| SHORT EXERCISE |
Copy out exactly the lines from the one containing "[indicate] cabinet door" to the end of the records below, both included, and nothing else.

| STORED RECORDS |
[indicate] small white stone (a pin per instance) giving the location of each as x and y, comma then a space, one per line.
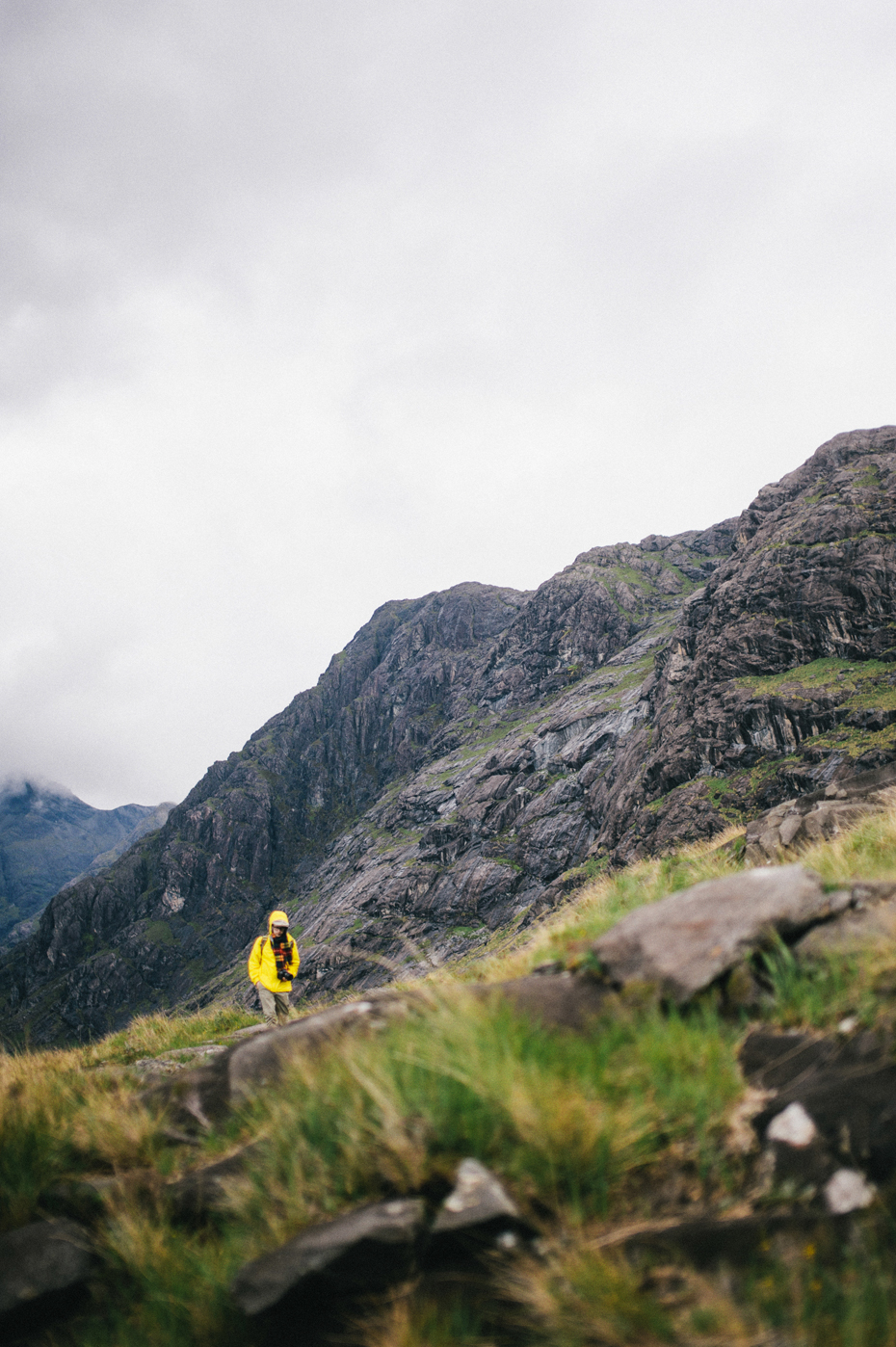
793, 1126
848, 1190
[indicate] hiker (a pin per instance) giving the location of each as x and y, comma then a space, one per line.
273, 964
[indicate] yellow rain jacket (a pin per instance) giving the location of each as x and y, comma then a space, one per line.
263, 964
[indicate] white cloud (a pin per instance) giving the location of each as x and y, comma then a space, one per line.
307, 307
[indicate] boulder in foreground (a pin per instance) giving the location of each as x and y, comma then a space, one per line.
360, 1252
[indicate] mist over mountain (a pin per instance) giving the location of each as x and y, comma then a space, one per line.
473, 754
49, 836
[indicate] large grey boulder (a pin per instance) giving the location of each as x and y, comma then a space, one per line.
687, 940
360, 1252
42, 1266
202, 1096
819, 815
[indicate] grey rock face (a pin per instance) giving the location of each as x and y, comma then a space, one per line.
687, 940
364, 1251
40, 1265
819, 814
472, 754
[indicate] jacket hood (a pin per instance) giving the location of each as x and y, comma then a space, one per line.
277, 916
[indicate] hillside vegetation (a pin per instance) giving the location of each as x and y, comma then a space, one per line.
592, 1133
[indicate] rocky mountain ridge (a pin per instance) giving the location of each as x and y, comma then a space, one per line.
470, 754
49, 838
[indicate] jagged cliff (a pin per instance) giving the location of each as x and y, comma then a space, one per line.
470, 754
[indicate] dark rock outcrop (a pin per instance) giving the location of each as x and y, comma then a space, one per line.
472, 754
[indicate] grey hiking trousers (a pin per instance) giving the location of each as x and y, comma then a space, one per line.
275, 1005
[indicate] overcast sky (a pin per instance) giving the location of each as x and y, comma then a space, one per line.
314, 304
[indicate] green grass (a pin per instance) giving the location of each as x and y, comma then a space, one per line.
862, 677
588, 1132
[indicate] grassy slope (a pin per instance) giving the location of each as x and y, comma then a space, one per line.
588, 1132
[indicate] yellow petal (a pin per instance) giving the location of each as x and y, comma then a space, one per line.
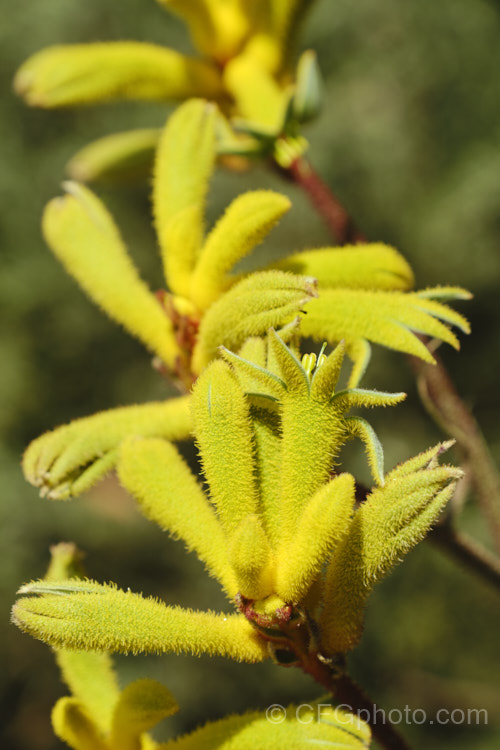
315, 725
82, 234
247, 221
140, 707
168, 493
259, 99
387, 318
118, 157
251, 558
218, 29
391, 521
323, 523
73, 457
184, 164
73, 725
224, 435
77, 74
250, 308
87, 615
373, 266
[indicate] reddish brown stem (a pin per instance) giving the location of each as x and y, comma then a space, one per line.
441, 399
327, 205
347, 694
351, 696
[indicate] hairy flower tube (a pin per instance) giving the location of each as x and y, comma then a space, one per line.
99, 716
363, 296
278, 528
245, 65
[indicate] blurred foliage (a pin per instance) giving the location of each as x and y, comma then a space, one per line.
409, 139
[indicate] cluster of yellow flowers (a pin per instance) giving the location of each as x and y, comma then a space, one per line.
278, 526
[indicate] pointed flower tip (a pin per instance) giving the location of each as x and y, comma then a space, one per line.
22, 82
311, 286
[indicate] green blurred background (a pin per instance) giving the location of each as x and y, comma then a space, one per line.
409, 139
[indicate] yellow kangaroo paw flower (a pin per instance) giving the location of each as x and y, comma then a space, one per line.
82, 234
76, 74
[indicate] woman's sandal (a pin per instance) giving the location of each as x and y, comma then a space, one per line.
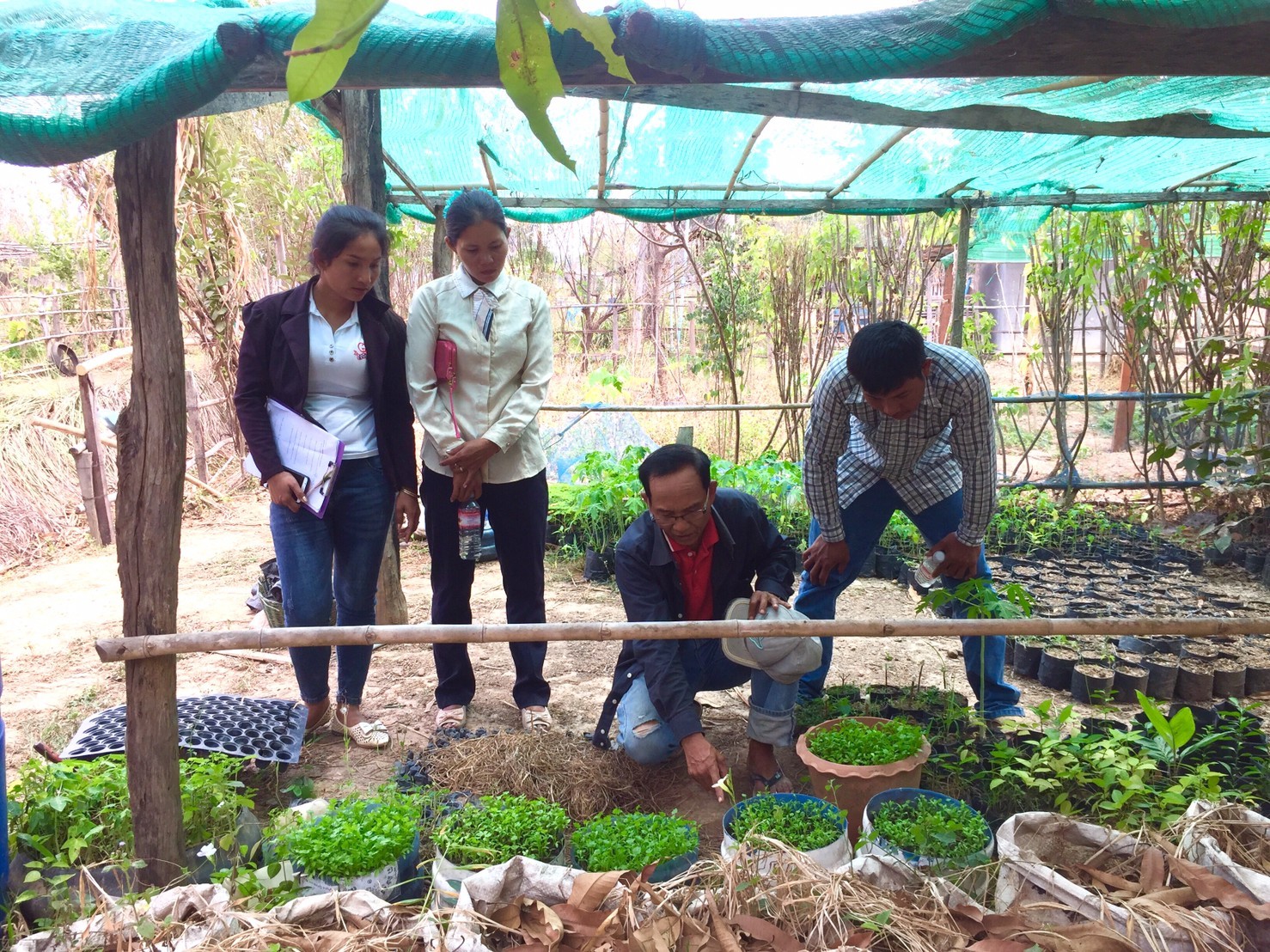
451, 717
316, 725
363, 734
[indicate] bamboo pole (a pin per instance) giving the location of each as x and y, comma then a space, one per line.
265, 638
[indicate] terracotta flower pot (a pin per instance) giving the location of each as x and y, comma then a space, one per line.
851, 786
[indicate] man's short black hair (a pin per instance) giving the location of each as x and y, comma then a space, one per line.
882, 357
672, 459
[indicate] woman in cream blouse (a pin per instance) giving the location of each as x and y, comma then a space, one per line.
489, 449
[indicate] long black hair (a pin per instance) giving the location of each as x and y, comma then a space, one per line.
469, 207
339, 226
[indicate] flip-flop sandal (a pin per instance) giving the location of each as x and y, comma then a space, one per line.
767, 782
319, 725
371, 735
454, 716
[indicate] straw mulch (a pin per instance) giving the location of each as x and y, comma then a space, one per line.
584, 781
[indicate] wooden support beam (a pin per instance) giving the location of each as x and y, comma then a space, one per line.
266, 638
97, 459
833, 107
151, 465
959, 272
196, 424
603, 149
1048, 47
874, 206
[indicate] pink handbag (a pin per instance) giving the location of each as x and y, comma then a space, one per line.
445, 362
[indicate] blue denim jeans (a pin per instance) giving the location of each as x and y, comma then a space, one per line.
337, 556
864, 522
771, 705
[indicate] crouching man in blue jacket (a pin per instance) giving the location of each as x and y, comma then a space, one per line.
690, 556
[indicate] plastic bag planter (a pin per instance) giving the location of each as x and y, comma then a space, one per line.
974, 883
216, 723
831, 857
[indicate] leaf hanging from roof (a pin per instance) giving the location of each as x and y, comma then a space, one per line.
323, 48
528, 70
565, 14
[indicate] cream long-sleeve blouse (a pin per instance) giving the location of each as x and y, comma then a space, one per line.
502, 382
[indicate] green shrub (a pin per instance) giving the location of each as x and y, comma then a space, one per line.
356, 837
930, 827
501, 827
850, 741
802, 824
621, 840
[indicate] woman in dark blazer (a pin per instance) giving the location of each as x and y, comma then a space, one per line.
334, 353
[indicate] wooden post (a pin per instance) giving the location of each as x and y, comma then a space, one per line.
366, 184
93, 441
963, 253
151, 467
84, 473
443, 258
194, 412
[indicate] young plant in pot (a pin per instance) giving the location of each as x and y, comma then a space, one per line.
356, 843
74, 816
850, 760
807, 824
661, 845
929, 830
492, 830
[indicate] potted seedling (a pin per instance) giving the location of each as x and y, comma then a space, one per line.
808, 824
492, 830
929, 830
356, 843
72, 818
662, 845
850, 760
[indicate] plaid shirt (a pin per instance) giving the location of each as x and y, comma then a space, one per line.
948, 444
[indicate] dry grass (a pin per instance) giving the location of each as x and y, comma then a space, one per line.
1245, 840
584, 781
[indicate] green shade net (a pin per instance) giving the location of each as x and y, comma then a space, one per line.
79, 79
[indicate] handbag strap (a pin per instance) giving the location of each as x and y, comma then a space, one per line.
452, 418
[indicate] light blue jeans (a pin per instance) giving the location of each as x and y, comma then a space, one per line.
337, 556
771, 705
864, 522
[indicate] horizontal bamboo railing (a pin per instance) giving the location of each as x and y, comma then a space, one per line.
160, 645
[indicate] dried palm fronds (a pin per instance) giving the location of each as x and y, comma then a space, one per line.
824, 909
584, 781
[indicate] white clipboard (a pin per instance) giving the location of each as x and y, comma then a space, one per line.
306, 449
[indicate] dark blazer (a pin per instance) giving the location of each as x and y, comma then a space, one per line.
273, 362
749, 555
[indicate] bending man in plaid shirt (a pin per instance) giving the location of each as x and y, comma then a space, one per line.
898, 423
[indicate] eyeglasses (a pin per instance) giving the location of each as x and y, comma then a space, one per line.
667, 519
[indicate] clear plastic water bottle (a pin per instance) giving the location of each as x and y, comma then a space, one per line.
470, 531
929, 571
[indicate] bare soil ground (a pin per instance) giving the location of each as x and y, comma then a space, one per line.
53, 613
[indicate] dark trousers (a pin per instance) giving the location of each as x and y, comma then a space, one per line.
518, 516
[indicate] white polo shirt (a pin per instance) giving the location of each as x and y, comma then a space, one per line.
339, 383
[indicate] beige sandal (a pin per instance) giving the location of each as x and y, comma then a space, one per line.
536, 721
454, 716
363, 734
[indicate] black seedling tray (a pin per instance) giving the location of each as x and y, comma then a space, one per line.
216, 723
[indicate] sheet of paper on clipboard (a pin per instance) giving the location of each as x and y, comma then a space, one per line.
306, 449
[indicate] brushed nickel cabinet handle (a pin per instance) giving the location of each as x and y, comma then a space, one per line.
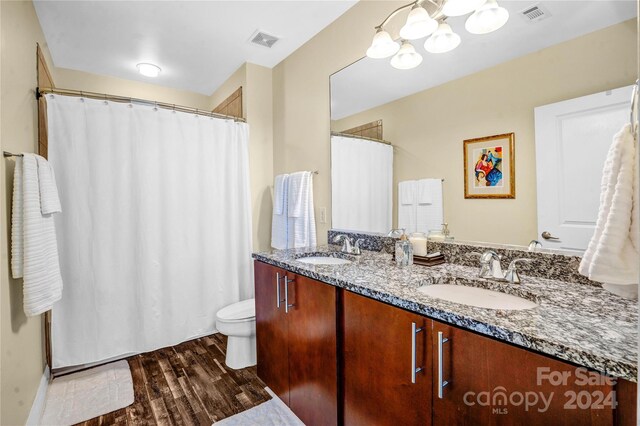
278, 290
414, 330
547, 236
441, 382
286, 294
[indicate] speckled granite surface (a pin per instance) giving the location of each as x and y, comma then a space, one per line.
579, 323
549, 264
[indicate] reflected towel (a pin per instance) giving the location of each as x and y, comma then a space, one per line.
430, 216
612, 254
302, 222
407, 206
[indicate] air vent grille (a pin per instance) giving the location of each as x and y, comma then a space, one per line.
263, 39
535, 13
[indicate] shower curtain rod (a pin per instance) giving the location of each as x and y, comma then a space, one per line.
114, 98
348, 135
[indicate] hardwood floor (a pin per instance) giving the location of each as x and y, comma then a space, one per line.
187, 384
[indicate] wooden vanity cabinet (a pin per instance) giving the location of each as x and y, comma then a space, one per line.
297, 344
379, 355
488, 379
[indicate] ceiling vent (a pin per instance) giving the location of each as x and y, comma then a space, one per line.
263, 39
535, 13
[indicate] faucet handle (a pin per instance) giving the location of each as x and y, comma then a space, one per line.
512, 274
356, 247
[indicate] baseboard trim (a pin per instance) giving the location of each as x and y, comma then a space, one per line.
37, 408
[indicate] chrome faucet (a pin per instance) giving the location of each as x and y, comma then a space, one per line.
347, 246
534, 245
490, 267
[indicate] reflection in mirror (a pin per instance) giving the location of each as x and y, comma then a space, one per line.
528, 76
362, 183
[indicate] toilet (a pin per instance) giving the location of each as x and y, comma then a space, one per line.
238, 323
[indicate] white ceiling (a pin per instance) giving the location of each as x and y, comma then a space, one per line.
372, 82
198, 44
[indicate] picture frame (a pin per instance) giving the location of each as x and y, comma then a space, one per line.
489, 167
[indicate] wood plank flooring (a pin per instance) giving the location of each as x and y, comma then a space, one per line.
187, 384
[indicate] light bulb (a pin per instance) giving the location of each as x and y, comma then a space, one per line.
443, 40
406, 58
148, 70
419, 24
488, 18
461, 7
382, 45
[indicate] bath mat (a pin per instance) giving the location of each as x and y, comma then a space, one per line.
87, 394
271, 413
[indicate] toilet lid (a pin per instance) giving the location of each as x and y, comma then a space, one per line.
237, 311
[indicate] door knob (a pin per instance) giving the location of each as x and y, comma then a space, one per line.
547, 236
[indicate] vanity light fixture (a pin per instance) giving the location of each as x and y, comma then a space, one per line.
148, 70
428, 17
407, 57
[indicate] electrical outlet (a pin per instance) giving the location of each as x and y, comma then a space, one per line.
323, 214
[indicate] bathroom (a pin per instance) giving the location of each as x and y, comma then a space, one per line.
293, 104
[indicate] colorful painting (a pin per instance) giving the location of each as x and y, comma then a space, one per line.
489, 168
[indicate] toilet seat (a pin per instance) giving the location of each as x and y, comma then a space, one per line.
238, 312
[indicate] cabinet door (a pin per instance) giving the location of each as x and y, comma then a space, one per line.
271, 330
313, 377
379, 355
494, 383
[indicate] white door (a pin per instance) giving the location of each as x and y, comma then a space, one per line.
572, 141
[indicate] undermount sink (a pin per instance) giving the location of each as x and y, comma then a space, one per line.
323, 260
478, 297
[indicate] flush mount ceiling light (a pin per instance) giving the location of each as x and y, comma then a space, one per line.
489, 17
428, 17
407, 57
148, 70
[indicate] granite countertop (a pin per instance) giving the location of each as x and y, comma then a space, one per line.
575, 322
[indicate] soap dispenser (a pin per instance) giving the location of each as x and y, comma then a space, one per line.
404, 251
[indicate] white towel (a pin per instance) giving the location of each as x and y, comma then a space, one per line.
49, 200
612, 254
407, 192
279, 223
302, 222
429, 216
425, 195
407, 206
34, 248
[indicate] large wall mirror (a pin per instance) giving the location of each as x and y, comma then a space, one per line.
557, 76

| FINAL ANSWER |
[indicate] cabinet door (a pin per instance) giving the location of each as x and y, comma then a space, one per line.
271, 330
313, 377
379, 355
494, 383
[indicate] white door (a pin per instance) giving the location of each as x and y, comma then a space, one per line.
572, 141
[indicate] undermount sink (a pin per instance) giving the location of each as x and y, comma then a space, one per line.
323, 260
478, 297
[indicate] flush mount ceiling light (a pin per instance) giving the location of each as x and y, comma then a space, one per line.
489, 17
428, 17
407, 57
148, 70
[indicate] granite countertop (a pin per instance) giving the location of each as x and y, comma then a space, one per line.
575, 322
[indicate] soap dispenser (a pin per instance) giving the location of each as x and y, comma then a space, one per line.
404, 251
[indicate] white towel (a pin per instance) giving the location of each as x and y, comma then a space, one per line.
49, 200
612, 254
407, 192
279, 223
302, 222
429, 216
425, 195
407, 206
34, 248
[indicate] large wall mirror (a pin per instance) giving the location of each as x and y, comma then a space, one per line.
557, 76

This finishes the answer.